• [Exercise instructions]
The following data has a line with "x=1108, y=448" and a line with "x=46, y=183". Write out exactly those lines and all the lines between them.

--

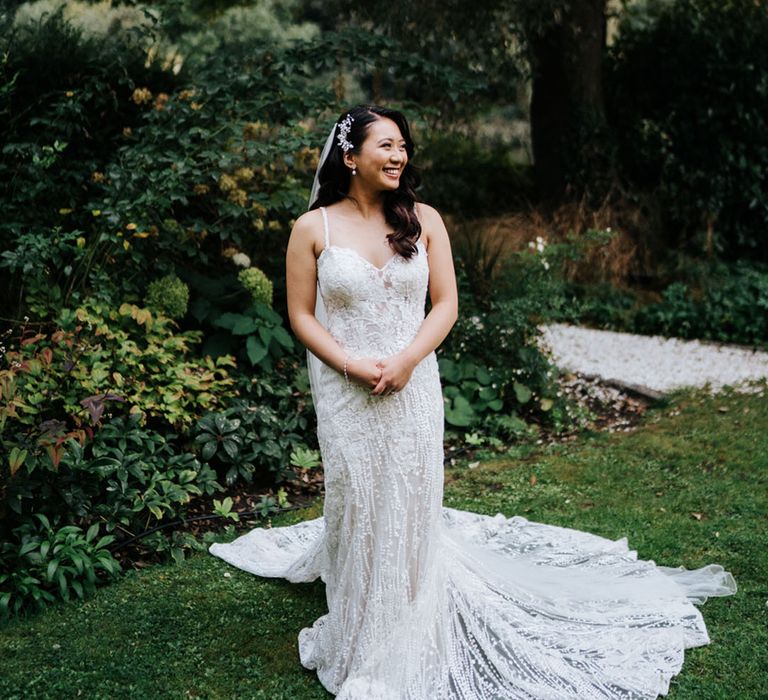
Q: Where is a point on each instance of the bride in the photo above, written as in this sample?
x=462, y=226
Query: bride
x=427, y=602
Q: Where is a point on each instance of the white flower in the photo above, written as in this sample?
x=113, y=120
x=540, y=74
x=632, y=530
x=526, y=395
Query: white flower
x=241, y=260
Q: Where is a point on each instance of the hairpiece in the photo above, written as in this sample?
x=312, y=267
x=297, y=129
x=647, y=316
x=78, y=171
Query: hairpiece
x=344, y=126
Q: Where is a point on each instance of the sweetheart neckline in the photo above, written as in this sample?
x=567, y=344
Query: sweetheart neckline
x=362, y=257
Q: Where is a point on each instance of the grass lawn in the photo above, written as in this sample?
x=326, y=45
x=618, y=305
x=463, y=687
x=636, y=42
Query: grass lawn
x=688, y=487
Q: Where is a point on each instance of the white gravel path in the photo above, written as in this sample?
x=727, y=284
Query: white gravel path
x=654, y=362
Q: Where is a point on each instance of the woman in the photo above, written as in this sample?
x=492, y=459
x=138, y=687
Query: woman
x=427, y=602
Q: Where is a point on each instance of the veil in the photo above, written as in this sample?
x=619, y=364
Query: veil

--

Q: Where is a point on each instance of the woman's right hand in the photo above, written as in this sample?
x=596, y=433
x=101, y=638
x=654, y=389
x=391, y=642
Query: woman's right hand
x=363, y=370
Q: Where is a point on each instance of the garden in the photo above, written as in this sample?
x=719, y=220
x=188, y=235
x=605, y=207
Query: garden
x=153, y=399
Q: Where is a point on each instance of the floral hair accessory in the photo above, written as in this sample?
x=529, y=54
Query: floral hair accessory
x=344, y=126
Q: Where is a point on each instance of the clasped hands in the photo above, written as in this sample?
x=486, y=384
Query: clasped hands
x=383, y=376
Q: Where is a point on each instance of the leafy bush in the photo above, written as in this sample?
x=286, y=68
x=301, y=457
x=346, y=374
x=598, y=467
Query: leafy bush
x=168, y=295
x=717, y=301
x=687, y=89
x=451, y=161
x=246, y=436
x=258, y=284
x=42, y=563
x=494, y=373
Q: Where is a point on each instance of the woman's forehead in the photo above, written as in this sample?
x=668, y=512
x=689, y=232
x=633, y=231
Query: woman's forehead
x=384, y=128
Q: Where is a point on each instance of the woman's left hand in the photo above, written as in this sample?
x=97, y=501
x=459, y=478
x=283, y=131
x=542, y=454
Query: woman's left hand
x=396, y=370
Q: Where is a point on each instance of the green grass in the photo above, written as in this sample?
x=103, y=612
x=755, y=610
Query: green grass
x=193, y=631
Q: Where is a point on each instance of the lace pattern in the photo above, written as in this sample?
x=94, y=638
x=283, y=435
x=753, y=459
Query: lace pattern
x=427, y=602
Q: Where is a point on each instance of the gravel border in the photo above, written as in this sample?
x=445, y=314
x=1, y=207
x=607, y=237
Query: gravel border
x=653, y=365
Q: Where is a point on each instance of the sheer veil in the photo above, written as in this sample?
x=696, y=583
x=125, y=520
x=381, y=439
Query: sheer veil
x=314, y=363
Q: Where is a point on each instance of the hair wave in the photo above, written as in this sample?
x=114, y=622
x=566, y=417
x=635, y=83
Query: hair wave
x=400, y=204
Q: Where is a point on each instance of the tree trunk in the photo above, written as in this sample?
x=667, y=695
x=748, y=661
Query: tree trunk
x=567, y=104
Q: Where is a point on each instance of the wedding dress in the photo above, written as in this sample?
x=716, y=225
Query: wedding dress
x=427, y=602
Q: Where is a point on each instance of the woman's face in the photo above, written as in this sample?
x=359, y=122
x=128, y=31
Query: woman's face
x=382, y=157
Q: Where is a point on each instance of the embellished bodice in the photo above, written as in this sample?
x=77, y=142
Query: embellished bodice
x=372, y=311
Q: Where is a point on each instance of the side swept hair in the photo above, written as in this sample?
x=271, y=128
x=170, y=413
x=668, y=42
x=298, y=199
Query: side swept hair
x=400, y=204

--

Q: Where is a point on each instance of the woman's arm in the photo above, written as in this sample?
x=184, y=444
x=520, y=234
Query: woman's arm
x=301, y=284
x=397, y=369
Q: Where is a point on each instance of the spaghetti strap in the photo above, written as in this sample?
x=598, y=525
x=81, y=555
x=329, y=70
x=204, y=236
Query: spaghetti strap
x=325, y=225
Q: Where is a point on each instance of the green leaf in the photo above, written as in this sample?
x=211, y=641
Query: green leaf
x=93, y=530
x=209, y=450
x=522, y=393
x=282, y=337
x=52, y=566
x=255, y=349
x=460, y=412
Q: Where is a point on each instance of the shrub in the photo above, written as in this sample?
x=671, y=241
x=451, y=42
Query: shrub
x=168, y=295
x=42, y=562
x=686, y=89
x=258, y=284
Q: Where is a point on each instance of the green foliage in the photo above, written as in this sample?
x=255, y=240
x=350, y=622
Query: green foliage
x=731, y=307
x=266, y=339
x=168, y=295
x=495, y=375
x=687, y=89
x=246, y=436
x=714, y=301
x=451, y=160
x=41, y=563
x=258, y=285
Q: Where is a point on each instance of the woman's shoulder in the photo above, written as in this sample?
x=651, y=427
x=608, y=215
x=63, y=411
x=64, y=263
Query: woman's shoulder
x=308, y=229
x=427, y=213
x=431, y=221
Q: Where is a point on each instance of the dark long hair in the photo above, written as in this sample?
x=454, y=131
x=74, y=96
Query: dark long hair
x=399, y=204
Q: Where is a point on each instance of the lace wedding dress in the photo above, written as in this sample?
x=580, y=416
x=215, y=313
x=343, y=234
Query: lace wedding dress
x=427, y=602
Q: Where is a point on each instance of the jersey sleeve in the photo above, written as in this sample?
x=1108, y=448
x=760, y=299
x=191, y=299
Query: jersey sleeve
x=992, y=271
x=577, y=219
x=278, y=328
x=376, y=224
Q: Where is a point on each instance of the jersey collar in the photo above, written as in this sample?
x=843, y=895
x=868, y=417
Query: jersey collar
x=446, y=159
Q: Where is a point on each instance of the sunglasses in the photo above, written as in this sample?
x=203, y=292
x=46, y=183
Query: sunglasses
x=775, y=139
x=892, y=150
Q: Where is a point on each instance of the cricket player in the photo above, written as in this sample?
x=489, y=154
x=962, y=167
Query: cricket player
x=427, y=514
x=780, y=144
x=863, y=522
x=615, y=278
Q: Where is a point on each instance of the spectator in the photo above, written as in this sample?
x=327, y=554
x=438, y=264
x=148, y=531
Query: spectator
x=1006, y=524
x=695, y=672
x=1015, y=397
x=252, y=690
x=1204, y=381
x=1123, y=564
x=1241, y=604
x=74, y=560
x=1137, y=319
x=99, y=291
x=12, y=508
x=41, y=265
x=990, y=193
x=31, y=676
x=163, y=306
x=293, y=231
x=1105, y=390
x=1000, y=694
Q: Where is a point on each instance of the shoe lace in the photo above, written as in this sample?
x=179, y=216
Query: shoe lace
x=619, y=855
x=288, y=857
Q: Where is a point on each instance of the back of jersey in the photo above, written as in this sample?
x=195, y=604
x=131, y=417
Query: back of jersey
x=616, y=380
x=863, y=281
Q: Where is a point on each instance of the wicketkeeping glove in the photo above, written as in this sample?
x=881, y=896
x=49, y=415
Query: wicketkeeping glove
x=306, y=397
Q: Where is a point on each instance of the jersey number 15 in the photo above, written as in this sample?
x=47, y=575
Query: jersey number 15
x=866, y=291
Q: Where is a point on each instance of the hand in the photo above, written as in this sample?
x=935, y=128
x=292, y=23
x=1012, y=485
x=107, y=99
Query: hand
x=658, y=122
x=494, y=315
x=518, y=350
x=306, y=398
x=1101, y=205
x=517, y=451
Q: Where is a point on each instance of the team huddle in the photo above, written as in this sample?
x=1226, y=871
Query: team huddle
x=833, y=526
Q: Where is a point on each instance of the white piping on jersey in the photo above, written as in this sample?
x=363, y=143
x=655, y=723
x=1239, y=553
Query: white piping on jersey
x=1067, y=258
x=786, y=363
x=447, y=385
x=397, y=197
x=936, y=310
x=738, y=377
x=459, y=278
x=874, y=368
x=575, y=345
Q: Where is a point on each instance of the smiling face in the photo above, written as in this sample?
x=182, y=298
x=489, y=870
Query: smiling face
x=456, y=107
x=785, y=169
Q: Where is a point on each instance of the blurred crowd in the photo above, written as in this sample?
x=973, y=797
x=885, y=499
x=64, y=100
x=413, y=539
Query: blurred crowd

--

• [Reply to the task]
x=1108, y=448
x=760, y=299
x=191, y=299
Query: jersey sleeve
x=992, y=271
x=577, y=219
x=278, y=328
x=376, y=224
Q: Where is a point on each instance of the jersey collar in the photo above, written as in this sample?
x=843, y=895
x=868, y=417
Query: jersey collar
x=446, y=159
Q: Where is a point on each instance of the sunglasses in the photo above, written as in this sample?
x=203, y=292
x=46, y=183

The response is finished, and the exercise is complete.